Work to complete:
A) Answer these questions from the passage on relatively prime integers, one line per answer, marked (i), (ii), (iii):
(i) How many bins does the system use?
(ii) What are the intended occupants of the first bin?
(iii) Besides being relatively prime, what else does the stronger statement say two of the n + 1 numbers are?
B) Retype the passage on relatively prime integers word for word, between "1.4.10. Show that" and "prime, but consecutive.", inclusive.

Extracted text:
========================================================================
1.4.10. Show that among n + 1 different positive integers less than or equal to 2 n, there are always two that are relatively prime. Two consecutive numbers are always guaranteed to be relatively prime, so we can devise a system of n bins with intended occupants { 1 , 2 }, { 3 , 4 }, { 5 , 6 },.. ., { 2 n − 1 , 2 n}. Given n + 1 integers between 1 and 2n, distributing them according to the above rule guarantees two in one bin, so there are two relatively prime numbers among our n + 1 chosen numbers. We may in fact make the stronger statement that among these n + 1 numbers, two of them are not only relatively prime, but consecutive.
========================================================================
Record extracts:
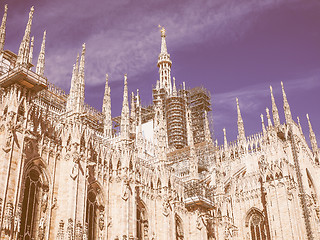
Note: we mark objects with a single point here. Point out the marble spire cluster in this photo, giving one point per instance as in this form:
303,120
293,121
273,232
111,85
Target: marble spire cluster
76,97
24,49
164,64
25,52
106,109
3,28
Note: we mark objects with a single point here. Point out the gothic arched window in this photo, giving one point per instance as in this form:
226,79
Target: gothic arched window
30,205
256,224
91,215
179,228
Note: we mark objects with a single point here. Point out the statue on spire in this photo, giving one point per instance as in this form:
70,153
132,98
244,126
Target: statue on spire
164,65
23,54
3,27
106,109
286,107
125,118
275,113
41,59
313,139
241,133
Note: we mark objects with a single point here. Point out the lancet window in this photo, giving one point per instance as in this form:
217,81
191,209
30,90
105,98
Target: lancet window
256,226
179,228
142,222
91,215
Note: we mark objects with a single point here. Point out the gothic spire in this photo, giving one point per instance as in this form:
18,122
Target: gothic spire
23,54
275,113
164,64
80,81
262,125
139,138
193,162
241,133
189,127
163,41
73,87
286,107
31,50
313,138
133,113
41,59
300,128
3,28
207,133
138,98
106,110
268,117
174,89
225,142
125,118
========================================================================
Results of the exercise:
A)
(i) n bins
(ii) 1 and 2
(iii) Consecutive

B)
1.4.10. Show that among n + 1 different positive integers less than or equal to 2 n, there are always two that are relatively prime. Two consecutive numbers are always guaranteed to be relatively prime, so we can devise a system of n bins with intended occupants { 1 , 2 }, { 3 , 4 }, { 5 , 6 },.. ., { 2 n − 1 , 2 n}. Given n + 1 integers between 1 and 2n, distributing them according to the above rule guarantees two in one bin, so there are two relatively prime numbers among our n + 1 chosen numbers. We may in fact make the stronger statement that among these n + 1 numbers, two of them are not only relatively prime, but consecutive.